_TUGAS_. Sambung berita tentang unjuk rasa GMKI menolak UU TNI di Pematangsiantar, mulai tepat setelah kalimat terakhirnya.

_TEKS YANG DIBERIKAN_.
SimadaNews.com- Gerakan Mahasiswa Kristen Indonesia (GMKI) Cabang Pematangsiantar-Simalungun menggelar aksi unjuk rasa menolak pengesahan Undang-Undang Tentara Nasional Indonesia (UU TNI) di depan Gedung DPRD Kota Pematangsiantar, Rabu (26/03/2025).
Aksi dimulai dengan long march dari Makam Pahlawan Kota Pematangsiantar dan berlanjut ke beberapa titik, termasuk Pasar Horas dan kawasan Jalan Sutomo, sebelum akhirnya tiba di Gedung DPRD Kota Pematangsiantar.
Dalam orasi mereka, GMKI menyoroti dampak negatif pengesahan UU TNI yang dinilai sebagai ancaman terhadap demokrasi dan supremasi sipil di Indonesia.
“Dengan disahkannya UU TNI, ada potensi pembungkaman supremasi sipil dan pengkhianatan terhadap demokrasi yang diperjuangkan oleh para pendahulu bangsa,” ujar Depandes Nababan, koordinator aksi.
Setibanya di depan gedung DPRD, massa aksi yang berjumlah puluhan mahasiswa dari berbagai kampus sempat bersitegang dengan aparat kepolisian yang berjaga. Mereka mendesak Ketua DPRD Kota Pematangsiantar untuk turun dan berdialog langsung dengan pengunjuk rasa.

_Entri Tersimpan_.
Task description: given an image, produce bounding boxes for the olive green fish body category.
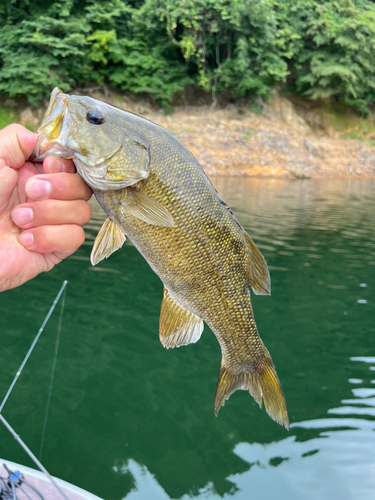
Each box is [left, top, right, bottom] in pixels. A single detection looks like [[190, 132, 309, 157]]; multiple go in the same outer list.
[[33, 91, 288, 427]]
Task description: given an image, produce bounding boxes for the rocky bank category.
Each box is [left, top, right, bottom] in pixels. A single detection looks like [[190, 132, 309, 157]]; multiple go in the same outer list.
[[20, 91, 375, 178]]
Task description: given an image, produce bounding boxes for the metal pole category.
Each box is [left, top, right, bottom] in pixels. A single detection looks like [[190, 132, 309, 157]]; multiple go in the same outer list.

_JAWABAN TUGAS_.
Ketegangan semakin meningkat ketika seorang anggota DPRD dari Fraksi Gerindra menawarkan diri untuk bertemu dengan massa, namun ditolak oleh GMKI.
Mereka menegaskan bahwa tuntutan utama aksi adalah meminta DPRD Pematangsiantar secara terbuka menolak UU TNI yang telah disahkan pada 20 Maret 2025.
Sebagai bentuk protes, GMKI menggelar aksi teatrikal dengan membakar foto Presiden Prabowo Subianto, Ketua DPR-RI Puan Maharani, dan Wakil Ketua DPR-RI Sufmi Dasco Ahmad.
Mereka menilai para elite politik tersebut bertanggung jawab atas pengesahan UU TNI yang dianggap mencederai reformasi dan demokrasi.
“Ini adalah wujud kekecewaan kami terhadap elite politik yang telah mengkhianati demokrasi. Mereka bertanggung jawab atas kegaduhan nasional akibat pengesahan UU ini,” ujar Yova Purba, Ketua GMKI Pematangsiantar-Simalungun.
Setelah berhasil masuk ke ruang rapat DPRD, GMKI menyampaikan pernyataan sikap dan sempat berdebat dengan Sekretaris Dewan (Sekwan) terkait alasan penolakan UU TNI. Mereka juga menuntut Ketua DPRD Kota Pematangsiantar, Timbul Lingga, untuk berdiskusi terbuka mengenai dampak UU tersebut.
Berikut lima poin tuntutan GMKI Pematangsiantar-Simalungun: Meminta DPRD Kota Pematangsiantar secara terbuka menolak UU TNI dan meneken surat pernyataan untuk merevisi poin-poin kontroversial dalam UU tersebut.
Menuntut DPRD memastikan kebijakan yang dihasilkan tidak membuka ruang bagi militer untuk masuk ke ranah sipil.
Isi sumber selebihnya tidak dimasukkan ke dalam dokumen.